[REQUIRED WORK] Write every record out again exactly as given.

[Saved entries]
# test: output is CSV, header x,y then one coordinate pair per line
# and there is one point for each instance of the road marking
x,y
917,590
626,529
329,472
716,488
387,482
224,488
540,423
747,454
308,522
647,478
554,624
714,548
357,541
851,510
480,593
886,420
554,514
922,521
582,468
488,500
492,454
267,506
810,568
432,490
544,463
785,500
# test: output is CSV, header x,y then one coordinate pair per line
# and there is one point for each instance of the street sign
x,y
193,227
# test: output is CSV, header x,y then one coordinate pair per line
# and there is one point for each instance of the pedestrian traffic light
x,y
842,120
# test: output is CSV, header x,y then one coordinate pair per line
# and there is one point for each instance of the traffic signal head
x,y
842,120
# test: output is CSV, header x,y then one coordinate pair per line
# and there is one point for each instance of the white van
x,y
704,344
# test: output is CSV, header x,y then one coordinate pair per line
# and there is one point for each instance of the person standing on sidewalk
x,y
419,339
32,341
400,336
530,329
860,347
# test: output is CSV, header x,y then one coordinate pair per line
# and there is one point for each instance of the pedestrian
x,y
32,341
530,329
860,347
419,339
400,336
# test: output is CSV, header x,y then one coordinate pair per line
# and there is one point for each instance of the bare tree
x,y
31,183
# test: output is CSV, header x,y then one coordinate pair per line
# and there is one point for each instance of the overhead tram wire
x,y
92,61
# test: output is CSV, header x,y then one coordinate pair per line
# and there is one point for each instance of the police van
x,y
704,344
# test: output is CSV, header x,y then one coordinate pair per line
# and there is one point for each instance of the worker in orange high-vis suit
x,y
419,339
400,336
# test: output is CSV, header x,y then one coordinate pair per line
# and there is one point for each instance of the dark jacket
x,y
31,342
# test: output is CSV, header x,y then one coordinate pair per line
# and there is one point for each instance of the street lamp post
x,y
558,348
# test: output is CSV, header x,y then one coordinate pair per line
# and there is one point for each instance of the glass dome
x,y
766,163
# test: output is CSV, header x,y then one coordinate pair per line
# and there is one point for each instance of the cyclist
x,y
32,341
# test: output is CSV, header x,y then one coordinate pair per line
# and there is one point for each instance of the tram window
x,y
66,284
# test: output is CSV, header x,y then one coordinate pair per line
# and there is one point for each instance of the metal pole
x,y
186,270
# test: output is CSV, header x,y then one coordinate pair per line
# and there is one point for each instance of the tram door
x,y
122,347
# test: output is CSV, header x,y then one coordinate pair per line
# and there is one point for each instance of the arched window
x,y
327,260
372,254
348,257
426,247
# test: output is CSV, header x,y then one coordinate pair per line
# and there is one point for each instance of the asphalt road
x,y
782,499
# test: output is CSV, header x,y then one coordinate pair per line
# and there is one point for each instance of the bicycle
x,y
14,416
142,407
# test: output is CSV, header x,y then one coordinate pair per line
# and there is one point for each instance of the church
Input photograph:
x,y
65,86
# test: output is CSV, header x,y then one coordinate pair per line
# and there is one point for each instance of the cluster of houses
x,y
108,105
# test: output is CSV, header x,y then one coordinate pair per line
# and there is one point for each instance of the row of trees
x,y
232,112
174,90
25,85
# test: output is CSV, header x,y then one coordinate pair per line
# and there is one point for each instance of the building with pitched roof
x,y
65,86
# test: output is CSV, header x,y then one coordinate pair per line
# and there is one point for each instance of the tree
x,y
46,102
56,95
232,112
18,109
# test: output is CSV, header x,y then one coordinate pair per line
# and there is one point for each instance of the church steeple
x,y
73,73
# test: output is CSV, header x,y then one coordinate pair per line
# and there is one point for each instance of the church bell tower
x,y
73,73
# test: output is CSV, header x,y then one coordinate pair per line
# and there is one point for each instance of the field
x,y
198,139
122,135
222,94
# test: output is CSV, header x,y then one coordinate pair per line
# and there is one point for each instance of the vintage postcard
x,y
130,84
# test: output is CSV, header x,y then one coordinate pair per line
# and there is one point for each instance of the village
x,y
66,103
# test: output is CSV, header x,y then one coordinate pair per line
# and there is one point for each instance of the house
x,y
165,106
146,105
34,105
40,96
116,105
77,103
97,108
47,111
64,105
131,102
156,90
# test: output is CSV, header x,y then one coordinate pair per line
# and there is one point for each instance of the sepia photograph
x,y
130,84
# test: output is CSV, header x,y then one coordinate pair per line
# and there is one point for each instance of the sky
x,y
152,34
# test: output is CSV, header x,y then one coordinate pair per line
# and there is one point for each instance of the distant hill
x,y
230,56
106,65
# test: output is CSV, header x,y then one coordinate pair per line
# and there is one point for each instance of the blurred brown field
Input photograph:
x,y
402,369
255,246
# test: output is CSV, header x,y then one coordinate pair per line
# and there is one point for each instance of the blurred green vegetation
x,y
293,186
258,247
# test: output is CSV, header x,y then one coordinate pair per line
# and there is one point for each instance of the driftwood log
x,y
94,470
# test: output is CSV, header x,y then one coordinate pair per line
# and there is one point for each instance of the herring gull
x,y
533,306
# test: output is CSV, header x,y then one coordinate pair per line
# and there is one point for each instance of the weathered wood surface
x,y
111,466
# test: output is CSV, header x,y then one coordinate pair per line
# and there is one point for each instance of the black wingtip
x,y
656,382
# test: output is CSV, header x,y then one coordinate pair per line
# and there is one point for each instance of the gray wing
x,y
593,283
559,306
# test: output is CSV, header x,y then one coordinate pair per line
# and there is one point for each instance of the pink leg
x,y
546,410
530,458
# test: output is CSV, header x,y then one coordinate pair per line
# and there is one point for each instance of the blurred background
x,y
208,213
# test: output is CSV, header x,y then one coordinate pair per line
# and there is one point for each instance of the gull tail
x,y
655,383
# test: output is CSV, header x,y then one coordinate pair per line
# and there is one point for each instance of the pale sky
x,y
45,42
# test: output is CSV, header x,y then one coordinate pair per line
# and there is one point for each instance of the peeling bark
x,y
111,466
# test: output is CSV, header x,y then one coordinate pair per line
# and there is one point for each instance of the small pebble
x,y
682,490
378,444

[TASK SOLUTION]
# test: output is CSV, header x,y then one coordinate pair per line
# and there is one point for each instance of the road marking
x,y
917,590
626,529
329,472
716,488
387,482
224,488
540,423
747,454
308,522
647,478
554,624
714,548
357,541
851,510
480,593
886,420
554,514
922,521
582,468
488,500
492,454
267,506
810,568
432,490
544,463
785,500
# test: output is CSV, header x,y then one coordinate pair per line
# and there is one point for each instance of the street sign
x,y
193,227
# test: output is CSV, header x,y then one coordinate pair per line
# and there is one point for each instance of the pedestrian traffic light
x,y
842,120
# test: output is CSV, header x,y then one coordinate pair per line
# and there is one point for each instance of the traffic signal head
x,y
842,120
# test: output is CSV, header x,y then one coordinate pair per line
# and there is one point for each instance of the white van
x,y
704,344
# test: output is CSV, header x,y then one coordinate pair per line
# and there is one point for each instance of the person standing on sidewalk
x,y
419,339
32,341
400,336
530,329
860,347
# test: output is CSV, header x,y then one coordinate pair per line
# and there is one point for each instance of the pedestrian
x,y
32,341
530,329
860,347
419,339
400,336
# test: output is CSV, header x,y then one coordinate pair per line
# and there is one point for each instance of the bare tree
x,y
31,183
# test: output is CSV, header x,y then one coordinate pair per line
# and there is one point for each instance of the overhead tram wire
x,y
92,61
# test: output is CSV, header x,y then one coordinate pair per line
# and there is one point for each instance of the police van
x,y
704,344
# test: output is CSV, header x,y then one coordinate pair per line
# and there is one point for each instance of the worker in orange high-vis suit
x,y
419,339
400,336
# test: output is CSV, header x,y then one coordinate pair per line
# and there is one point for each instance of the dark jacket
x,y
31,342
# test: output is CSV, header x,y then one coordinate pair per line
# and there is one point for each instance of the street lamp post
x,y
558,348
# test: output is CSV, header x,y then one coordinate pair per line
# and there is one point for each instance of the glass dome
x,y
766,163
# test: output is CSV, header x,y then one coordinate pair per line
# and there is one point for each instance of the cyclist
x,y
32,341
# test: output is CSV, header x,y then one coordinate pair per line
# and there is one point for each instance of the tram window
x,y
66,284
# test: output is CSV, header x,y then one coordinate pair per line
# and there is one point for each instance of the metal pole
x,y
186,270
# test: output is CSV, header x,y then one coordinate pair per line
# and there is one point for each instance of the tram door
x,y
122,347
# test: output is CSV, header x,y then one coordinate pair per line
# and there is one point for each instance of the arched window
x,y
327,260
372,254
348,257
426,247
# test: output is CSV, header x,y then one coordinate pair per line
# and there is one point for each instance of the asphalt road
x,y
782,499
# test: output is CSV, header x,y then one coordinate pair per line
# and there is one point for each instance of the bicycle
x,y
14,416
142,407
# test: output is CSV, header x,y then one coordinate pair per line
# and there is one point for each instance of the church
Input photograph:
x,y
65,86
# test: output is CSV, header x,y then one coordinate pair per line
# and there is one point for each instance of the cluster of houses
x,y
108,105
# test: output is CSV, header x,y then one coordinate pair per line
# and there is one point for each instance of the row of trees
x,y
232,112
174,90
25,85
# test: output is CSV, header x,y then one coordinate pair per line
# and there is one point for each instance of the building with pitched roof
x,y
65,86
# test: output is CSV, header x,y then one coordinate pair per line
# and there is one point for each instance of the tree
x,y
46,102
56,95
232,112
18,109
# test: output is CSV, header x,y then one coordinate pair per line
# and there is one point for each instance of the church steeple
x,y
73,73
# test: output is CSV, header x,y then one coordinate pair per line
# and there is one point for each instance of the church bell tower
x,y
73,73
# test: output is CSV, header x,y then one coordinate pair per line
# and there is one point for each instance of the field
x,y
198,139
122,135
222,94
# test: output is CSV, header x,y then one coordinate pair per line
# and there is one point for each instance of the vintage postcard
x,y
130,84
# test: output is CSV, header x,y then one coordinate pair per line
# and there is one point for each instance of the village
x,y
66,103
# test: output is CSV, header x,y then one coordinate pair per line
# and there is one point for each instance of the house
x,y
165,106
146,105
34,105
40,96
116,105
77,103
97,108
47,111
64,105
131,102
156,90
# test: output is CSV, header x,y then one coordinate pair per line
# and there is one point for each instance of the sepia photograph
x,y
130,84
# test: output is CSV, header x,y then one coordinate pair per line
# and there is one point for each instance of the sky
x,y
152,34
# test: output is CSV, header x,y then one coordinate pair per line
# and there is one point for each instance of the distant hill
x,y
230,56
106,65
# test: output is CSV, header x,y then one coordinate pair per line
# and there is one point for each instance of the blurred brown field
Input photograph:
x,y
402,369
255,246
# test: output is CSV, header x,y then one coordinate pair per line
# and there is one point for each instance of the blurred green vegetation
x,y
293,186
258,247
# test: output is CSV, header x,y then one coordinate pair per line
# and there is one point for each instance of the driftwood log
x,y
94,470
# test: output is CSV, header x,y then one coordinate pair per line
# and there is one point for each instance of the herring gull
x,y
533,306
# test: output is CSV, header x,y then one coordinate pair per line
# and there is one point for each instance of the weathered wood surface
x,y
111,466
# test: output is CSV, header x,y then one coordinate pair per line
# and there is one point for each instance of the black wingtip
x,y
656,382
# test: output is CSV, header x,y then one coordinate pair per line
# and there is one point for each instance of the gray wing
x,y
593,283
559,306
# test: output is CSV, header x,y then one coordinate pair per line
# and there is one point for each instance of the pink leg
x,y
546,410
530,458
# test: output is CSV, header x,y then one coordinate pair per line
# and there is one point for each instance of the blurred background
x,y
208,213
# test: output is CSV, header x,y then one coordinate pair per line
# and there is one point for each instance of the gull tail
x,y
655,383
# test: output is CSV, header x,y then one coordinate pair per line
# and there is one point for each instance of the pale sky
x,y
45,42
# test: output is CSV, header x,y then one coordinate pair per line
# and there is one point for each instance of the peeling bark
x,y
111,466
# test: output is CSV, header x,y then one coordinate pair per line
# and there is one point for each instance of the small pebble
x,y
682,490
378,444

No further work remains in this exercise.